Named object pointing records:
::::::::
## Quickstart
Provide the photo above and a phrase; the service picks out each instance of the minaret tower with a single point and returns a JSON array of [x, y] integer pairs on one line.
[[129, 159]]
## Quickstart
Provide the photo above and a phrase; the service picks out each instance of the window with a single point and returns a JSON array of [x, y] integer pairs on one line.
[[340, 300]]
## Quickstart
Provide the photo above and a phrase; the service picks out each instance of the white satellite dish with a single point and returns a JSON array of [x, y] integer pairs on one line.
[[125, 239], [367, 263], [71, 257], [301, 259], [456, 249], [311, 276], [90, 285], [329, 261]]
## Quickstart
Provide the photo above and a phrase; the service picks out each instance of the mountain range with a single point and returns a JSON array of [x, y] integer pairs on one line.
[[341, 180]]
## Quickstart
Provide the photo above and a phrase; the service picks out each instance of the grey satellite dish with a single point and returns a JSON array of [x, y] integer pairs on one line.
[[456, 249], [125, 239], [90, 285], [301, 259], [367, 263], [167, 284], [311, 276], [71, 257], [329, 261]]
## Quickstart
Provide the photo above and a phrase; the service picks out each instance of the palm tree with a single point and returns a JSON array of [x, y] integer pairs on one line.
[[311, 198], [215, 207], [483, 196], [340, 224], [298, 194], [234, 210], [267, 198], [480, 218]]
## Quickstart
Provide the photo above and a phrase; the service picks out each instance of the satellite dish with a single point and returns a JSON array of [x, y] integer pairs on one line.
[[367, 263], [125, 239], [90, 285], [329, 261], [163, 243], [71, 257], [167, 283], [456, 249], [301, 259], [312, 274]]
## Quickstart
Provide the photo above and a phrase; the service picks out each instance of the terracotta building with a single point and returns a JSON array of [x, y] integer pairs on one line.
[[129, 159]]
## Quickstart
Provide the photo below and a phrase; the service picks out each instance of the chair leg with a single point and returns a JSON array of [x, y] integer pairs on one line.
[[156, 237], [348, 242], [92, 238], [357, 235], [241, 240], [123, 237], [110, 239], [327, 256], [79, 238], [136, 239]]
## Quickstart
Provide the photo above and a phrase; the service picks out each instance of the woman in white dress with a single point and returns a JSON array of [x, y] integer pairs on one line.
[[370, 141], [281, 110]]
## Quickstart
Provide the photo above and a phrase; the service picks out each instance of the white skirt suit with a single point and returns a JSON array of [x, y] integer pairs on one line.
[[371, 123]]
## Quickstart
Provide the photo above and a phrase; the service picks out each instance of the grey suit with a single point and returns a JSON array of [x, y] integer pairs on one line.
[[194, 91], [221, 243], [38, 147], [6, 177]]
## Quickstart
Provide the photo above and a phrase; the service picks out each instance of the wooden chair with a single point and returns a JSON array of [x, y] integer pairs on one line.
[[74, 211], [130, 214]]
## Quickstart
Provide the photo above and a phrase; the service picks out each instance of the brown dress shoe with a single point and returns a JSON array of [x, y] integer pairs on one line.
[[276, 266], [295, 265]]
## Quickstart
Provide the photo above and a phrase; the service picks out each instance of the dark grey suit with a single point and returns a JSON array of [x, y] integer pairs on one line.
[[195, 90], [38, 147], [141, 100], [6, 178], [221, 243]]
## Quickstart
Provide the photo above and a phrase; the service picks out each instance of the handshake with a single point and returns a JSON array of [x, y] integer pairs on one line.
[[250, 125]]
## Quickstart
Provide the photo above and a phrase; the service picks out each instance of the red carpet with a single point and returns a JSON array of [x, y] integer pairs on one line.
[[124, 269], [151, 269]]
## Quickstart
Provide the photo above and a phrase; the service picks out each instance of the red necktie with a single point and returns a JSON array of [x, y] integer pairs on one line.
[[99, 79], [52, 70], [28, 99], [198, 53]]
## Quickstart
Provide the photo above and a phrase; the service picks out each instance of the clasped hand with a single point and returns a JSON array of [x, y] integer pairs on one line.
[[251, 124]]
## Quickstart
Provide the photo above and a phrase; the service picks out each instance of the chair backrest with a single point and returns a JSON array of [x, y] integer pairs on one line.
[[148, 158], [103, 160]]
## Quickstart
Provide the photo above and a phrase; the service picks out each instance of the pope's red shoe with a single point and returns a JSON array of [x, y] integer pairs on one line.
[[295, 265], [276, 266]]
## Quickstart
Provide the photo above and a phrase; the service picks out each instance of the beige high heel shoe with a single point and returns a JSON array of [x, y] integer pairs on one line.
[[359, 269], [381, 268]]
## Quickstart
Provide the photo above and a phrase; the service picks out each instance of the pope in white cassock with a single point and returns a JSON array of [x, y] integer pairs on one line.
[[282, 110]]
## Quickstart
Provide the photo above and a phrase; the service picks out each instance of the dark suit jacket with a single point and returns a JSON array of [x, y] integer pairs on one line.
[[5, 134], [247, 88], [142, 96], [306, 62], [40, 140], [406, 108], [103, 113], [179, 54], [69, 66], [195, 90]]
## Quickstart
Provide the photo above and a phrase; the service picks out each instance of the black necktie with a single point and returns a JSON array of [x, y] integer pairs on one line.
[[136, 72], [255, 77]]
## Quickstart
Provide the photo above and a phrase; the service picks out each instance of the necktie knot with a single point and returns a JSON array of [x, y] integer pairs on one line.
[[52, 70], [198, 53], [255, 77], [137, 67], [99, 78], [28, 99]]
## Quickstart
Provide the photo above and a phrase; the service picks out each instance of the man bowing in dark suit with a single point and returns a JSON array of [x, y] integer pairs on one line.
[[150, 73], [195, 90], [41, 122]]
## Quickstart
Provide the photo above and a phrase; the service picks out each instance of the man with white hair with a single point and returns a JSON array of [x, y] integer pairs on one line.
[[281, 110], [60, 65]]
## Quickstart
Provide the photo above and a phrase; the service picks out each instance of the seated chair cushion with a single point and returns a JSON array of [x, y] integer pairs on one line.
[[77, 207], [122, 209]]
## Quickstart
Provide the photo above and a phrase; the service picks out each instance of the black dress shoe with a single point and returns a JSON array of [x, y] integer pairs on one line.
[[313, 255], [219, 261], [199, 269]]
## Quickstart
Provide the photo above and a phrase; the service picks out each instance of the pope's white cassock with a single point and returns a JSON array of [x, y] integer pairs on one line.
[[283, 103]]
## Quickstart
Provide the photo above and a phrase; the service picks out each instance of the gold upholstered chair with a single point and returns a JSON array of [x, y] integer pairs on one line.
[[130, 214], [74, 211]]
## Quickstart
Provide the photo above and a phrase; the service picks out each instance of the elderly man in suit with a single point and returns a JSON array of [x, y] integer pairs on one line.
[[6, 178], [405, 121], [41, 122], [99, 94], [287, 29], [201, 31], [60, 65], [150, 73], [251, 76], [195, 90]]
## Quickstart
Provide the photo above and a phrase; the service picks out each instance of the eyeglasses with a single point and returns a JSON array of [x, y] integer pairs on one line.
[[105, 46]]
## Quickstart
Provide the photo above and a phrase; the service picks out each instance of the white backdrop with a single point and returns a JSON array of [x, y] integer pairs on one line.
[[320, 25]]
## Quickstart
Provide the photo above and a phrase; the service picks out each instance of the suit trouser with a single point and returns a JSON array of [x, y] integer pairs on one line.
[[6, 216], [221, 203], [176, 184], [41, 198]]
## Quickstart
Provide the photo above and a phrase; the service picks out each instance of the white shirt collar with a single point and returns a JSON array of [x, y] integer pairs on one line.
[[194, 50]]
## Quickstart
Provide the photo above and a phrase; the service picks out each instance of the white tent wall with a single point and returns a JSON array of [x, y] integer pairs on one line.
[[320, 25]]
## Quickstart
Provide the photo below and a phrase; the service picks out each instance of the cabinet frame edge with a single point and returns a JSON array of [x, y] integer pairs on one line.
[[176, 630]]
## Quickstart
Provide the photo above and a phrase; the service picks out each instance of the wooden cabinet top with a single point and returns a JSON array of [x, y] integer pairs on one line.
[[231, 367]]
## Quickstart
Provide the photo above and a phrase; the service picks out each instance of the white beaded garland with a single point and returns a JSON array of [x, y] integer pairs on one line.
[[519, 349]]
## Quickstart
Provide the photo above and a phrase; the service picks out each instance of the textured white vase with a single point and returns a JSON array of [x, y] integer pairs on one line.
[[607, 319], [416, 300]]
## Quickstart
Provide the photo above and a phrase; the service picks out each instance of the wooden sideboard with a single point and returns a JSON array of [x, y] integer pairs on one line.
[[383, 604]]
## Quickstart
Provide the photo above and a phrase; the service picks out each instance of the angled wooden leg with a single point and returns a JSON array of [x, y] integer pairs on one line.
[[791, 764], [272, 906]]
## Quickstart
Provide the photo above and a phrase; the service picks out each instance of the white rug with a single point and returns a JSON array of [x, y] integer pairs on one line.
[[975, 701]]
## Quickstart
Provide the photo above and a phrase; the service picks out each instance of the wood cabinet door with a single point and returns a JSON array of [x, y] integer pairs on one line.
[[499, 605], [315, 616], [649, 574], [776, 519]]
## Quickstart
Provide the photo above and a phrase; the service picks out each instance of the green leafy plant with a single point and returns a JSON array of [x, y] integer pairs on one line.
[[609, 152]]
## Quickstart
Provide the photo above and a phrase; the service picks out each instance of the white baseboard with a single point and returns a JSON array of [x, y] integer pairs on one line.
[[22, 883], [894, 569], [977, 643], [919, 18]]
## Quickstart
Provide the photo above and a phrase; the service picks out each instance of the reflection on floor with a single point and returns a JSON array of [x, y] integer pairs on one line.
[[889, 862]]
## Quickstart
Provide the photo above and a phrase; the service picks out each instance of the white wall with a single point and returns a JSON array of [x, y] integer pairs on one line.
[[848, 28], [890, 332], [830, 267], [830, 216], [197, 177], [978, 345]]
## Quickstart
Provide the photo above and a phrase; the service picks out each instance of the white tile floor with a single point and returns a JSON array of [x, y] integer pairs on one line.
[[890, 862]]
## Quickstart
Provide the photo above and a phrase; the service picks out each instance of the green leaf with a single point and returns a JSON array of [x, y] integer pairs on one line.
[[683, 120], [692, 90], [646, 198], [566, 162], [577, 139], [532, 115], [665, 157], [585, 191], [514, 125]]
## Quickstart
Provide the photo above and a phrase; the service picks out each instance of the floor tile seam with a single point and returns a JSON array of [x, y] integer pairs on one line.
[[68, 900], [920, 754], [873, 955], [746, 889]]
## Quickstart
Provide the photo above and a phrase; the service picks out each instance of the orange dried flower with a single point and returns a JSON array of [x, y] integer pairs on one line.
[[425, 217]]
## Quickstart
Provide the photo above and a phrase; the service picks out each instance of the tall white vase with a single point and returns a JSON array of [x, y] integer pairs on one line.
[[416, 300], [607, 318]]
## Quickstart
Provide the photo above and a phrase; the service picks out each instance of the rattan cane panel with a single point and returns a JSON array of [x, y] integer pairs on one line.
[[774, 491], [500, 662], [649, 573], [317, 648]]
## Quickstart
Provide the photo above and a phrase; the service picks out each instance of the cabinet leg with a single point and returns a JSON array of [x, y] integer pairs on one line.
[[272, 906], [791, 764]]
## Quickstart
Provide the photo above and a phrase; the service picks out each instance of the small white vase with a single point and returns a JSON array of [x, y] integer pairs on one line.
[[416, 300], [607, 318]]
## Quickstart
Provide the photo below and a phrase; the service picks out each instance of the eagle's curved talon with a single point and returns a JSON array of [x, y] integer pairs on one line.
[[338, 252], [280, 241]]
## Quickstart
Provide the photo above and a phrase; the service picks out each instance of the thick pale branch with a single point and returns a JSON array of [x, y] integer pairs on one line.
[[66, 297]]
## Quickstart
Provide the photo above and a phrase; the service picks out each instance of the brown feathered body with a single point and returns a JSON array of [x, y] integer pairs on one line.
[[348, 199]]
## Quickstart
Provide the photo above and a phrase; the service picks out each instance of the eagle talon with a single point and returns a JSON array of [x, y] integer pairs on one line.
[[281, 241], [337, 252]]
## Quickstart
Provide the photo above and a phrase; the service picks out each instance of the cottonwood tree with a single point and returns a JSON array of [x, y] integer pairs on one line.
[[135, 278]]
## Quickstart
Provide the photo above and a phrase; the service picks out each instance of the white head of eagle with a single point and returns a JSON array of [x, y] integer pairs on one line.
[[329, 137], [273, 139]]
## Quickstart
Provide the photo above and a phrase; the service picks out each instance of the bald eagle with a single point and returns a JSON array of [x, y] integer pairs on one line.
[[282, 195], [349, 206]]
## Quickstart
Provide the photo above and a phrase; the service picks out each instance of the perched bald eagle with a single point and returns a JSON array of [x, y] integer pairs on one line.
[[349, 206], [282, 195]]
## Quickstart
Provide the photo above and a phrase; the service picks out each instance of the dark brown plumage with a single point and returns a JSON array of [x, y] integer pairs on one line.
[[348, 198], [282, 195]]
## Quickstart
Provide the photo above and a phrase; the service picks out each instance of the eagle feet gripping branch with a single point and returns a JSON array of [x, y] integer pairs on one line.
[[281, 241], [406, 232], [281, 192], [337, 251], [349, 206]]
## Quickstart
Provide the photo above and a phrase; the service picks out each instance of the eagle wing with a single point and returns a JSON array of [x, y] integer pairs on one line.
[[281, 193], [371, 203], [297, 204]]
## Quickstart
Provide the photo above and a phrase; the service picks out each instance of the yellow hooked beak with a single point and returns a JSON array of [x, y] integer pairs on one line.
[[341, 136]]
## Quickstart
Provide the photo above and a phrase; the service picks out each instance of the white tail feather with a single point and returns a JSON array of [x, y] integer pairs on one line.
::::::::
TASK DESCRIPTION:
Please count the lines in the records above that contain the string "cassock", with case counting, and give only the number.

FINAL RESULT:
2